# Work to complete
Restate, word for word and with no pictures, the stretch of lines in the data below that begins at the line with "Expected: a point inside each instance of the narrow white door" and ends at the line with "point(340, 271)", inclusive.

==============================

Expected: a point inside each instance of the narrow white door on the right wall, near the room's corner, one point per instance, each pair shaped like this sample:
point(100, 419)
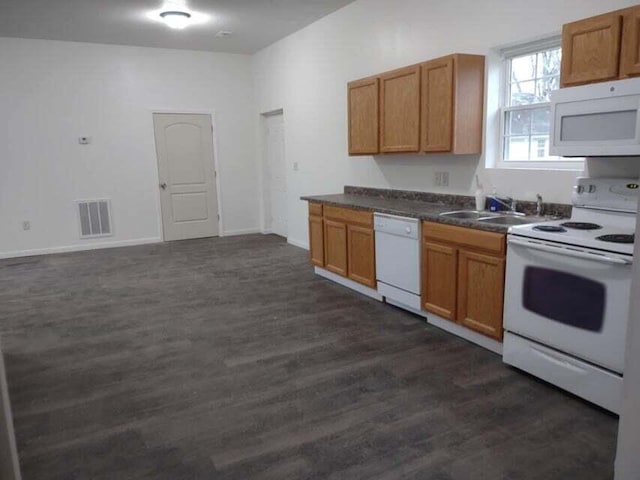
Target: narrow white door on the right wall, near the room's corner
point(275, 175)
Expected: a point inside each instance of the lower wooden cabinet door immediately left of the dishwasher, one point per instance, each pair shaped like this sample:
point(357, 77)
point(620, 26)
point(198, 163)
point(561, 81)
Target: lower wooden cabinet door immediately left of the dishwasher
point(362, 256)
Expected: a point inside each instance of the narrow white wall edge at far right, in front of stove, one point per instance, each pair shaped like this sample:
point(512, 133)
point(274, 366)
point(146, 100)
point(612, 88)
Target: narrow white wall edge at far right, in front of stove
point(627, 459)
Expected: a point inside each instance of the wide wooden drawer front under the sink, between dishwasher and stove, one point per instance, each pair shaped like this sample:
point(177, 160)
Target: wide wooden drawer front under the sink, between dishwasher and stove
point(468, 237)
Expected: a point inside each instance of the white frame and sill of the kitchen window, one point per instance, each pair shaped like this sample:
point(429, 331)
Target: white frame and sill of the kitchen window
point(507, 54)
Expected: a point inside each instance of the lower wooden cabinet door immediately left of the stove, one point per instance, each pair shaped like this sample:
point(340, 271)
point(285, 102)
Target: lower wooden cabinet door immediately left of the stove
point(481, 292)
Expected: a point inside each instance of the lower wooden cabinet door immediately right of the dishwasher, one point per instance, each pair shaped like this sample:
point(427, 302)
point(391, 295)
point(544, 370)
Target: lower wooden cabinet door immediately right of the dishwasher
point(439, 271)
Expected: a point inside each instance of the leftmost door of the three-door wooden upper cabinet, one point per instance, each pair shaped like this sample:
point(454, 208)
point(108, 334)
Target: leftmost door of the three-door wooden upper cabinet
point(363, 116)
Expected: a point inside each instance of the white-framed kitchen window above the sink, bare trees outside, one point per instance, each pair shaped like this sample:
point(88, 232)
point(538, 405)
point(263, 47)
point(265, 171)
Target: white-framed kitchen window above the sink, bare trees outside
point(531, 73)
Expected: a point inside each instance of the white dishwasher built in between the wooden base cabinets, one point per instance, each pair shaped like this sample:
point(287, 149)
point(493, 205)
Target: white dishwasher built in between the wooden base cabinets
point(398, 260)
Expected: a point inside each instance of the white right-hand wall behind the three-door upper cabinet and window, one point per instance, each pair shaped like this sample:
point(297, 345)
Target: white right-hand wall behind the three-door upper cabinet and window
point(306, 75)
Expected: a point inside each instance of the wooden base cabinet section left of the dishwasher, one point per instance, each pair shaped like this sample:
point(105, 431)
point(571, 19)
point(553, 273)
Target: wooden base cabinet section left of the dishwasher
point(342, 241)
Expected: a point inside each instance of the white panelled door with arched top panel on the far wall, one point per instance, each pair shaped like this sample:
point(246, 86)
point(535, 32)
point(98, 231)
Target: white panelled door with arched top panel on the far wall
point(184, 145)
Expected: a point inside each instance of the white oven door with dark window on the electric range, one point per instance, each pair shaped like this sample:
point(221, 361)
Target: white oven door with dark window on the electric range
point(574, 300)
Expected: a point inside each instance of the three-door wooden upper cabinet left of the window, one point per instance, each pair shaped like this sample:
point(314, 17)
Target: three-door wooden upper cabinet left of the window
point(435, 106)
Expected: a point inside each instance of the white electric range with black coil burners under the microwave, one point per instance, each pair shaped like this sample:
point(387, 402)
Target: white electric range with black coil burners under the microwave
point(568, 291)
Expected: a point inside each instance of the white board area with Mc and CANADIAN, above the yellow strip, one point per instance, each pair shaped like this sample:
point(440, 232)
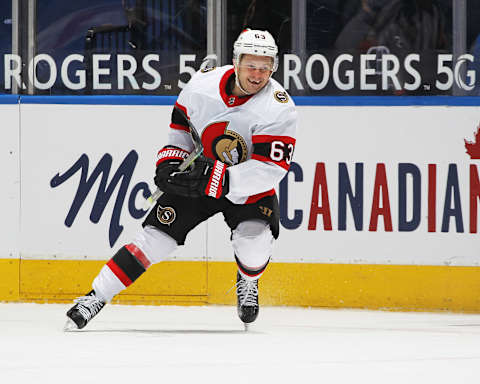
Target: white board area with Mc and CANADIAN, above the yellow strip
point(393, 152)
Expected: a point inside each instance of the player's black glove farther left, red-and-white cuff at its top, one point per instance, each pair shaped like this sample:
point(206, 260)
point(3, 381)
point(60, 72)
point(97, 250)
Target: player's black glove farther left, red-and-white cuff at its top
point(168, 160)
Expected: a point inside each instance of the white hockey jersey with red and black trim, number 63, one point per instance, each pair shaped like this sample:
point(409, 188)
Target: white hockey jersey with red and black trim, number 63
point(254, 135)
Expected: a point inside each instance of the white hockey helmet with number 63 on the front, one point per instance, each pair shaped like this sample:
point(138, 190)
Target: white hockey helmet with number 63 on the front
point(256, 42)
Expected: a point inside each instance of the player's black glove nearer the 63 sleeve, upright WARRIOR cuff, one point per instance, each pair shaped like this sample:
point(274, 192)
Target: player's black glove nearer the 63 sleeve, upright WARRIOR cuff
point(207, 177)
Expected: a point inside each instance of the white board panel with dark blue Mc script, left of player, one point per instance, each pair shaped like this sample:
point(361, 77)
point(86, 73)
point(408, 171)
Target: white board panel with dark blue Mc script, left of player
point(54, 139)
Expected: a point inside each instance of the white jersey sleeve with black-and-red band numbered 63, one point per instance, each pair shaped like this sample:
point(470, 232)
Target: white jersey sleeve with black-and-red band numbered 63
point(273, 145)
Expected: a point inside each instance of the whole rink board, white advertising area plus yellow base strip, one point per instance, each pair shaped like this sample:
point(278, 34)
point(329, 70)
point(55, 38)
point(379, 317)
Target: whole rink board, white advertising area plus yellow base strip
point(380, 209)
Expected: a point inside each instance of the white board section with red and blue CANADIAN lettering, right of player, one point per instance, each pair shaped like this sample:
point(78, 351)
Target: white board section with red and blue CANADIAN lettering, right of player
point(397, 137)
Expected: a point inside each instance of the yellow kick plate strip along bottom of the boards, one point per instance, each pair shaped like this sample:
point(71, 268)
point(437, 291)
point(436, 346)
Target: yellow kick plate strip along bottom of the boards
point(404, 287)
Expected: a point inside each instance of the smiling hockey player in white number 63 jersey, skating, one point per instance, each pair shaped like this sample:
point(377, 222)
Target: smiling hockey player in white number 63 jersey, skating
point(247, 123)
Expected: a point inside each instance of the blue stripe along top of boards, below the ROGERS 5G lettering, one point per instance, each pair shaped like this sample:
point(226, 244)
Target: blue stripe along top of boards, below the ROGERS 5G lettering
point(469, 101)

==============================

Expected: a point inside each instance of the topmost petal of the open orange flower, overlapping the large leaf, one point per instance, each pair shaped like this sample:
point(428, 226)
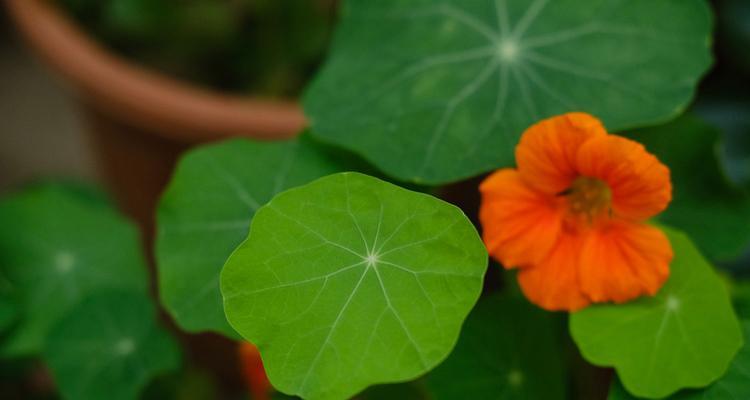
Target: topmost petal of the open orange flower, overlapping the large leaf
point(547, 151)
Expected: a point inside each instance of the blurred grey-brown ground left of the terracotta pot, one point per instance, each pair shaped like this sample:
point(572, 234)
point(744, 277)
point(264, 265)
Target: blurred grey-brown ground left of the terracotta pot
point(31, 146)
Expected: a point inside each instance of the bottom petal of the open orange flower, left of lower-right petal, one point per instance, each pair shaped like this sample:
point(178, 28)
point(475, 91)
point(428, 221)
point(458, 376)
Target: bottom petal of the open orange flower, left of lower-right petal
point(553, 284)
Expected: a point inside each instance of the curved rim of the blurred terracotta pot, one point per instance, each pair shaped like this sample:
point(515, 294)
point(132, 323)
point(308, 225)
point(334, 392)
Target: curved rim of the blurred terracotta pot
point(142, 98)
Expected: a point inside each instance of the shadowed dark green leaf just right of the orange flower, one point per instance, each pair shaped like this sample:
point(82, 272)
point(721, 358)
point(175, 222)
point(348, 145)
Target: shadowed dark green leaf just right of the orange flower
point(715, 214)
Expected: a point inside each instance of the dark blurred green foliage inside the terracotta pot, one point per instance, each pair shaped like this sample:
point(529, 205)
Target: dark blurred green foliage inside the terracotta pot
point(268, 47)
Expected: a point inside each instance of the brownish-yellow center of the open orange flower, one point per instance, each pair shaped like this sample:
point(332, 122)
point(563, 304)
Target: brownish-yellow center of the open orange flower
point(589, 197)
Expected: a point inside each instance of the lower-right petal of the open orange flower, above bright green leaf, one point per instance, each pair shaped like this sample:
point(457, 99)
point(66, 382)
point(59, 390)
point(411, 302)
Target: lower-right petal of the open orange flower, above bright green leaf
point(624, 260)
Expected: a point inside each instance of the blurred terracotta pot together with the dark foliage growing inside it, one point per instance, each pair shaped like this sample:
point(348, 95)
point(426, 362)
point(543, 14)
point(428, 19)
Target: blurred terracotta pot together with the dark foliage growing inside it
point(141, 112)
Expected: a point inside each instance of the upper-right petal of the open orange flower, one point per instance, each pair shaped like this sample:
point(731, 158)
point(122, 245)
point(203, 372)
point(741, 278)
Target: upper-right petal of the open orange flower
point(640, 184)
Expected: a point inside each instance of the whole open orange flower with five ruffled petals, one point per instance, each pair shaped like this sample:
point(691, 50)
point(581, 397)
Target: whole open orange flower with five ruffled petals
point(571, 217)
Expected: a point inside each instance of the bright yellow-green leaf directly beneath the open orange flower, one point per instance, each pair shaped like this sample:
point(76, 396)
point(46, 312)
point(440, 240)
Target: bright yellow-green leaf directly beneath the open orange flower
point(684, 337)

==============================

# Solution to this exercise
Expected: a point inside each instance of the narrow white door on the right wall, near the room's corner, one point per instance, each pair shaped like this sample:
point(100, 419)
Target: narrow white door on the right wall, near the room's corner
point(275, 175)
Expected: a point inside each instance of the lower wooden cabinet door immediately left of the dishwasher, one point per instance, each pair shaped like this sample:
point(357, 77)
point(620, 26)
point(198, 163)
point(561, 81)
Target: lower wooden cabinet door immediately left of the dishwasher
point(362, 256)
Expected: a point inside each instance of the narrow white wall edge at far right, in front of stove, one point per instance, each pair shaped like this sample:
point(512, 133)
point(274, 366)
point(146, 100)
point(612, 88)
Target: narrow white wall edge at far right, in front of stove
point(627, 459)
Expected: a point inside each instance of the wide wooden drawer front under the sink, between dishwasher and stove, one point per instance, each pair shaped like this sample:
point(177, 160)
Target: wide wooden drawer front under the sink, between dishwasher and stove
point(468, 237)
Expected: a point inside each instance of the white frame and sill of the kitchen window, one point per instance, each pair shaped like this sample:
point(429, 331)
Target: white frame and sill of the kitchen window
point(507, 54)
Expected: a point inside each instance of the lower wooden cabinet door immediately left of the stove, one point per instance, each pair shaped like this sample:
point(340, 271)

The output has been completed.